▶ **Task inputs**:
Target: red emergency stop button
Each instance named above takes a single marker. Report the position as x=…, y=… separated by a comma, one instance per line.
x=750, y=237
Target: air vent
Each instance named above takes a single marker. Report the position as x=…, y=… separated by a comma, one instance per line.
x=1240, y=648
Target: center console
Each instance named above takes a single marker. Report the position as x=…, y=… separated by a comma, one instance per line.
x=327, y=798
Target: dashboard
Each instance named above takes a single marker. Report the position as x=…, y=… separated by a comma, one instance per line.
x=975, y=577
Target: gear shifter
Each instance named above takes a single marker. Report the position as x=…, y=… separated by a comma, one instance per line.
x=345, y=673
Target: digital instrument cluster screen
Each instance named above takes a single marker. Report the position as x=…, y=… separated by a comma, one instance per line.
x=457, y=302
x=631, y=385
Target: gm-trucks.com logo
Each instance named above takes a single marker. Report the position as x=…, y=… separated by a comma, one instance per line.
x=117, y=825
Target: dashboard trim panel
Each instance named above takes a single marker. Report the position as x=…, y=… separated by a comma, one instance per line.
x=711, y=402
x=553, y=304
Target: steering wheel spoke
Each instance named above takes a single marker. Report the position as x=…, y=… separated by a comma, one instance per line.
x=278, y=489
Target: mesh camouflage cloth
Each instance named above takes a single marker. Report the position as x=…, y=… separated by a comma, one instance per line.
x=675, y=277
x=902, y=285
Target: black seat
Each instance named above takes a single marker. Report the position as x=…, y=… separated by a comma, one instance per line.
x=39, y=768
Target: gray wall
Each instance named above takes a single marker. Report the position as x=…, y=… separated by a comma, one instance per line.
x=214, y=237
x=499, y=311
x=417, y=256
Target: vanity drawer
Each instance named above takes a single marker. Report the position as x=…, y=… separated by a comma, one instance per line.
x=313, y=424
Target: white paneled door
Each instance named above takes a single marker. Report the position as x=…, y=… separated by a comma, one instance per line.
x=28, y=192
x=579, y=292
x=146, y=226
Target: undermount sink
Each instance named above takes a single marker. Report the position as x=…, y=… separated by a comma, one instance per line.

▶ **Given instruction**: Rewrite the listing above, changing each occurrence of "single marker" to "single point" and leaving all other text as it stands.

▶ **Final result**:
Target: red emergency stop button
Each instance named above takes a single point. Report the position as x=…, y=… separated by a comma, one instance per line.
x=750, y=237
Target: air vent
Each instance named above takes a single point. Report the position as x=…, y=… separated by a comma, one instance per line.
x=1240, y=648
Target: center console
Each instance named above takes a single point. Report the position as x=…, y=… separated by a comma, one instance per line.
x=327, y=798
Target: dashboard
Each instance named above takes a single point. Report the position as x=…, y=… separated by a comma, one instance per line.
x=975, y=577
Target: gear shifter
Each instance named above takes a single point. Report the position as x=…, y=… separated by a comma, one instance per line.
x=345, y=673
Target: digital instrument cluster screen
Each instance named above takes a single point. Report the position as x=…, y=… separated by a comma, one instance per line.
x=457, y=302
x=631, y=385
Target: gm-trucks.com logo
Each instance named above takes a single point. Report the position as x=…, y=… separated by a comma, one instance per line.
x=117, y=825
Target: dashboard trim panel
Each instance named above takes a single point. Report the position as x=…, y=… separated by a comma, one instance per line.
x=711, y=402
x=553, y=304
Target: steering wheel spoke
Each instance named above takes a single point. Report the position as x=…, y=… separated by a comma, one instance per line.
x=278, y=489
Target: mesh camouflage cloth
Each instance named above takes a single point. Report the position as x=…, y=… separated by a comma, one instance per line.
x=675, y=277
x=902, y=285
Target: black seat
Each instance named above takes a single point. Report the position as x=…, y=… separated by a comma, one instance per line.
x=39, y=768
Target: gray wall
Each instance named above takes a single point. Report the position as x=…, y=… separated by a comma, one instance per line.
x=214, y=237
x=499, y=311
x=417, y=256
Target: vanity drawer
Each instance named above takes a single point. Report the position as x=…, y=… separated by a comma, one instance per line.
x=313, y=424
Target: white paneled door
Each instance named above takes a single point. Report the position as x=…, y=… separated by a comma, one instance per line.
x=28, y=192
x=579, y=292
x=146, y=226
Target: undermount sink
Each instance named above takes a single point. Report the position as x=…, y=… separated by a comma, one instance per line.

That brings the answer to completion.